### [Directions]
Starting at the line that contains "Where can the man" and continuing to the end of the material, convert each line into a row of a Markdown table with the columns Row and Line, leaving out any blank lines.
══ Record set
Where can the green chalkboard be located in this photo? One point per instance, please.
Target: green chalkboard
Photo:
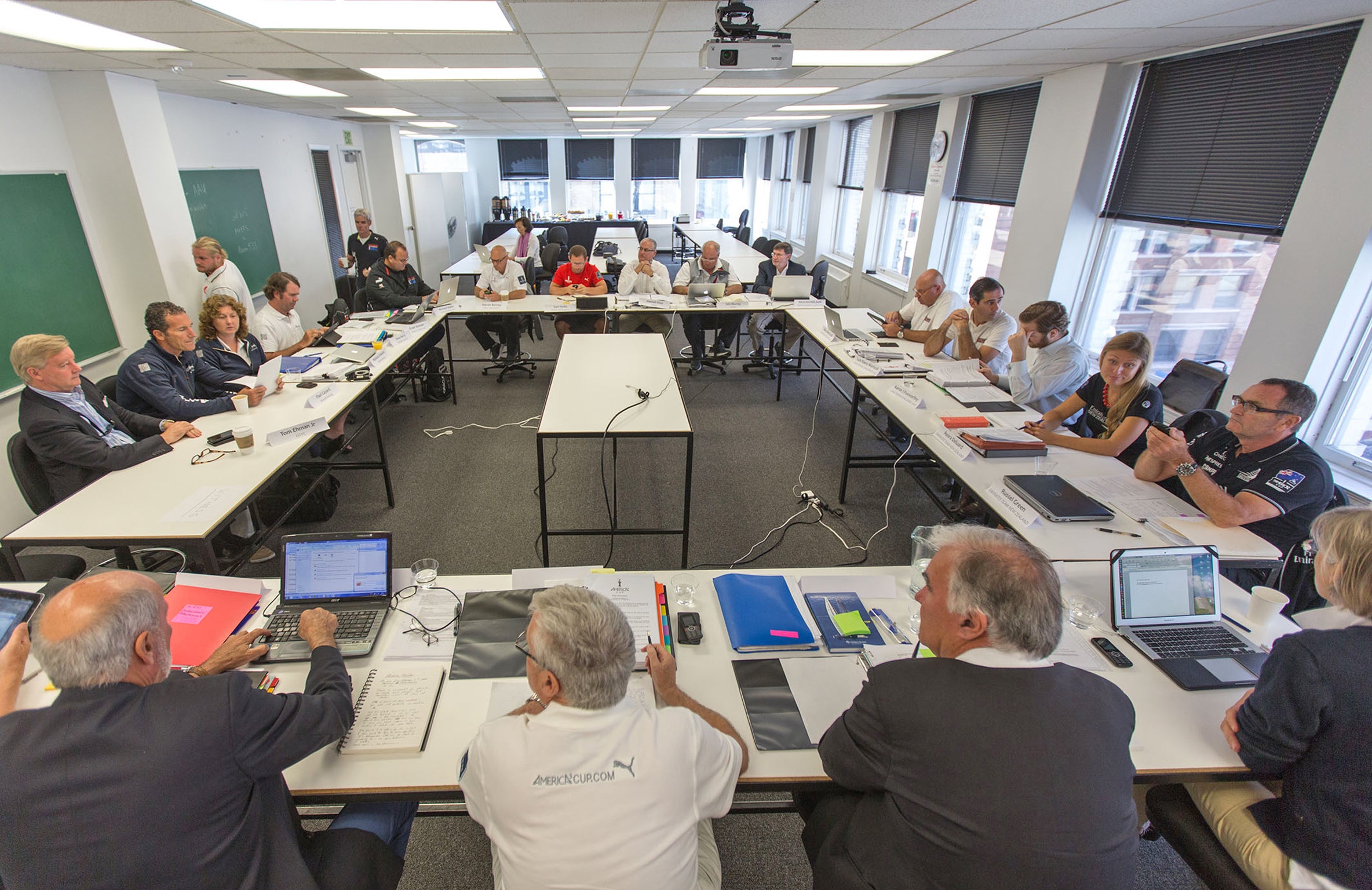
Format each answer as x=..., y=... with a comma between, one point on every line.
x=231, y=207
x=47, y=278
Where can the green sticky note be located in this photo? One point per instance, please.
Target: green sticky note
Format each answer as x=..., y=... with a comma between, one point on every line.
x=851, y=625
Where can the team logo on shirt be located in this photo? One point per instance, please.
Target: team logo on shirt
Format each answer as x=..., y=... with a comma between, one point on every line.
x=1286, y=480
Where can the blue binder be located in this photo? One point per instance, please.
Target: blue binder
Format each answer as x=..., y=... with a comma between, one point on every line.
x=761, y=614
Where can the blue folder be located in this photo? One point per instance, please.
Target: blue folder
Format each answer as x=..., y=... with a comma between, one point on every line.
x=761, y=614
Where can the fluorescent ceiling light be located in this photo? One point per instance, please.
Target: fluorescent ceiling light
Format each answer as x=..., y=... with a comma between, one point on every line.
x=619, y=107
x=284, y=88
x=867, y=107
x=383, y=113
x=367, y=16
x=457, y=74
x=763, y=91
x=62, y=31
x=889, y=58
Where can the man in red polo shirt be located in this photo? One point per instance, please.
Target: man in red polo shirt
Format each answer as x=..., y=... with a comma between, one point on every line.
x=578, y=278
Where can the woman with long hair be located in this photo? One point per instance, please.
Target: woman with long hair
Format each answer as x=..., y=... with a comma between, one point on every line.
════
### [The result]
| Row | Line |
|---|---|
| 1 | Where can the man in red polo shirt be located in this photo? One point per instance, please. |
| 2 | Target: man in red polo shirt |
| 3 | Format each answer as x=..., y=... with a comma between, one point on every line. |
| 4 | x=578, y=278 |
| 5 | Where can the woman with long hair be located in this photo? One point per instance, please. |
| 6 | Target: woman with long hair |
| 7 | Format each answer as x=..., y=... with a comma between, one point on every line. |